◆ **WHAT YOU NEED TO DO**
Reproduce each entry exactly as it reads. Leave the images out.
+++
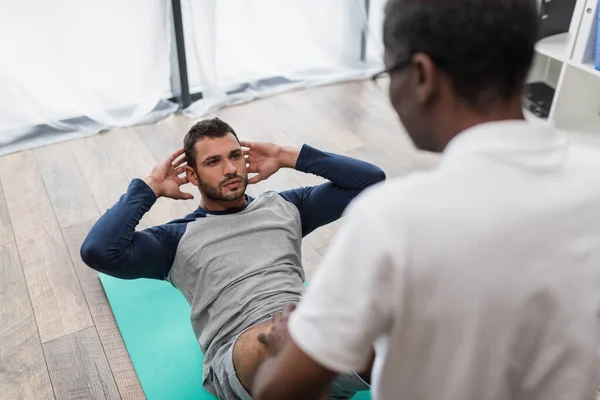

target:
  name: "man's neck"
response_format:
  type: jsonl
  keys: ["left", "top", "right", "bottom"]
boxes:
{"left": 199, "top": 195, "right": 248, "bottom": 212}
{"left": 437, "top": 97, "right": 525, "bottom": 151}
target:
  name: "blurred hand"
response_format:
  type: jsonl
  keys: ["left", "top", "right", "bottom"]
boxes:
{"left": 144, "top": 148, "right": 194, "bottom": 200}
{"left": 257, "top": 303, "right": 297, "bottom": 356}
{"left": 241, "top": 141, "right": 300, "bottom": 184}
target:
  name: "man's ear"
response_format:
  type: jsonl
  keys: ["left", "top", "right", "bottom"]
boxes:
{"left": 412, "top": 53, "right": 437, "bottom": 106}
{"left": 186, "top": 165, "right": 200, "bottom": 187}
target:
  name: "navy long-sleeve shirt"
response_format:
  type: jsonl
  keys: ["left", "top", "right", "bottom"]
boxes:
{"left": 81, "top": 144, "right": 385, "bottom": 280}
{"left": 80, "top": 144, "right": 385, "bottom": 395}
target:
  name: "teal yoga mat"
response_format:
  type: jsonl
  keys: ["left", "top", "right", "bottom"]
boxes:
{"left": 99, "top": 274, "right": 371, "bottom": 400}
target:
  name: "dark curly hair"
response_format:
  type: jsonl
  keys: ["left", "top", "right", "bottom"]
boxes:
{"left": 183, "top": 118, "right": 239, "bottom": 169}
{"left": 383, "top": 0, "right": 539, "bottom": 107}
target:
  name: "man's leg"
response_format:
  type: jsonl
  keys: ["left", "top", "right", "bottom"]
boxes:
{"left": 328, "top": 373, "right": 370, "bottom": 399}
{"left": 359, "top": 350, "right": 375, "bottom": 384}
{"left": 209, "top": 321, "right": 273, "bottom": 400}
{"left": 238, "top": 326, "right": 374, "bottom": 400}
{"left": 327, "top": 350, "right": 373, "bottom": 400}
{"left": 246, "top": 305, "right": 375, "bottom": 399}
{"left": 232, "top": 320, "right": 273, "bottom": 395}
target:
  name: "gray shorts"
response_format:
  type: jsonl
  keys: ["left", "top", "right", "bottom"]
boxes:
{"left": 207, "top": 336, "right": 370, "bottom": 400}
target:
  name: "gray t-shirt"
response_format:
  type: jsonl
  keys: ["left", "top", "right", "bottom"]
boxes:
{"left": 169, "top": 191, "right": 305, "bottom": 384}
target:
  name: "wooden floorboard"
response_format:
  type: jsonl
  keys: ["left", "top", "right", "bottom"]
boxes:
{"left": 100, "top": 128, "right": 193, "bottom": 225}
{"left": 133, "top": 123, "right": 201, "bottom": 215}
{"left": 301, "top": 241, "right": 324, "bottom": 282}
{"left": 0, "top": 180, "right": 13, "bottom": 246}
{"left": 68, "top": 134, "right": 133, "bottom": 216}
{"left": 0, "top": 242, "right": 54, "bottom": 400}
{"left": 68, "top": 133, "right": 153, "bottom": 231}
{"left": 62, "top": 222, "right": 145, "bottom": 400}
{"left": 134, "top": 120, "right": 184, "bottom": 157}
{"left": 34, "top": 142, "right": 100, "bottom": 228}
{"left": 43, "top": 327, "right": 120, "bottom": 400}
{"left": 309, "top": 82, "right": 434, "bottom": 167}
{"left": 0, "top": 151, "right": 93, "bottom": 344}
{"left": 277, "top": 88, "right": 367, "bottom": 153}
{"left": 345, "top": 144, "right": 410, "bottom": 178}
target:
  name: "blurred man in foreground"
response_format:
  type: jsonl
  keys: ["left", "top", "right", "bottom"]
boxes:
{"left": 253, "top": 1, "right": 600, "bottom": 399}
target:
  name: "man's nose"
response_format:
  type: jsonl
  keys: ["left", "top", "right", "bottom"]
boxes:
{"left": 223, "top": 159, "right": 237, "bottom": 176}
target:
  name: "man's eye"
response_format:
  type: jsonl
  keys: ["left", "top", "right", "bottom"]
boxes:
{"left": 208, "top": 160, "right": 218, "bottom": 166}
{"left": 232, "top": 153, "right": 241, "bottom": 160}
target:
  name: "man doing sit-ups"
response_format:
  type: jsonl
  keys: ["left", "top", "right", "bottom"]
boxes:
{"left": 80, "top": 117, "right": 385, "bottom": 399}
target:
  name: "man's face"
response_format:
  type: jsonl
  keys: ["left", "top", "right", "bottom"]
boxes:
{"left": 191, "top": 133, "right": 248, "bottom": 202}
{"left": 387, "top": 54, "right": 439, "bottom": 153}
+++
◆ **COMPLETED EXERCISE**
target:
  name: "man's neck"
response_format:
  type: jsonl
  keys: ["left", "top", "right", "bottom"]
boxes:
{"left": 199, "top": 195, "right": 248, "bottom": 212}
{"left": 437, "top": 97, "right": 525, "bottom": 151}
target:
  name: "blurred hand"
response_format:
  type: jsonl
  keys: ["left", "top", "right", "bottom"]
boxes:
{"left": 144, "top": 148, "right": 194, "bottom": 200}
{"left": 257, "top": 303, "right": 297, "bottom": 356}
{"left": 241, "top": 141, "right": 300, "bottom": 184}
target:
  name: "man's ear"
response_format:
  type: jsonl
  keys: ["left", "top", "right", "bottom"]
boxes:
{"left": 412, "top": 53, "right": 437, "bottom": 106}
{"left": 186, "top": 165, "right": 200, "bottom": 187}
target:
  name: "navy long-sleeve shirt"
response_format:
  type: jsonl
  keys: ["left", "top", "right", "bottom"]
boxes:
{"left": 81, "top": 144, "right": 385, "bottom": 280}
{"left": 80, "top": 144, "right": 385, "bottom": 395}
target:
  name: "teal yoga mat"
response_format:
  type: jsonl
  keys: ["left", "top", "right", "bottom"]
boxes:
{"left": 99, "top": 274, "right": 371, "bottom": 400}
target:
  name: "dark curly hair"
response_format:
  type: jsonl
  keys: ["left", "top", "right", "bottom"]
boxes:
{"left": 183, "top": 118, "right": 239, "bottom": 169}
{"left": 383, "top": 0, "right": 539, "bottom": 107}
target:
  name: "man's leg"
response_format:
  type: jsonl
  keys: ["left", "top", "right", "bottom"]
boxes:
{"left": 328, "top": 373, "right": 370, "bottom": 399}
{"left": 359, "top": 350, "right": 375, "bottom": 384}
{"left": 209, "top": 321, "right": 273, "bottom": 400}
{"left": 238, "top": 326, "right": 374, "bottom": 400}
{"left": 327, "top": 350, "right": 373, "bottom": 400}
{"left": 246, "top": 305, "right": 375, "bottom": 399}
{"left": 232, "top": 320, "right": 273, "bottom": 395}
target:
  name: "gray shorts"
response_format:
  type: jsonl
  keys: ["left", "top", "right", "bottom"]
boxes:
{"left": 207, "top": 336, "right": 370, "bottom": 400}
target:
  name: "gray t-shirt"
response_format:
  type: jsonl
  keys: ["left", "top", "right", "bottom"]
boxes:
{"left": 169, "top": 191, "right": 305, "bottom": 384}
target:
  name: "wooden floorboard"
response_format:
  type: jsonl
  keys: ["left", "top", "right", "bottom"]
boxes:
{"left": 100, "top": 128, "right": 193, "bottom": 225}
{"left": 133, "top": 123, "right": 201, "bottom": 215}
{"left": 301, "top": 241, "right": 324, "bottom": 282}
{"left": 0, "top": 180, "right": 13, "bottom": 246}
{"left": 68, "top": 134, "right": 133, "bottom": 216}
{"left": 0, "top": 242, "right": 54, "bottom": 400}
{"left": 68, "top": 133, "right": 153, "bottom": 231}
{"left": 62, "top": 222, "right": 145, "bottom": 400}
{"left": 134, "top": 120, "right": 184, "bottom": 157}
{"left": 34, "top": 142, "right": 100, "bottom": 228}
{"left": 43, "top": 327, "right": 120, "bottom": 400}
{"left": 309, "top": 82, "right": 434, "bottom": 167}
{"left": 0, "top": 151, "right": 93, "bottom": 344}
{"left": 277, "top": 88, "right": 367, "bottom": 153}
{"left": 345, "top": 144, "right": 410, "bottom": 178}
target:
  name: "blurred man in foreground"
response_format:
  type: jsonl
  keys: ["left", "top", "right", "bottom"]
boxes:
{"left": 253, "top": 1, "right": 600, "bottom": 399}
target:
  name: "man's nose"
response_format:
  type: jsonl
  keys: ["left", "top", "right", "bottom"]
boxes:
{"left": 223, "top": 159, "right": 237, "bottom": 176}
target:
  name: "man's eye"
response_format:
  type: jsonl
  keys: ["left", "top", "right", "bottom"]
boxes:
{"left": 208, "top": 160, "right": 218, "bottom": 166}
{"left": 232, "top": 153, "right": 241, "bottom": 160}
target:
  name: "man doing sit-ups"
response_format:
  type: jsonl
  keys: ["left", "top", "right", "bottom"]
boxes:
{"left": 80, "top": 117, "right": 385, "bottom": 399}
target:
  name: "man's face"
response_format:
  type: jsonl
  keys: ["left", "top", "right", "bottom"]
boxes:
{"left": 191, "top": 133, "right": 248, "bottom": 202}
{"left": 387, "top": 54, "right": 439, "bottom": 153}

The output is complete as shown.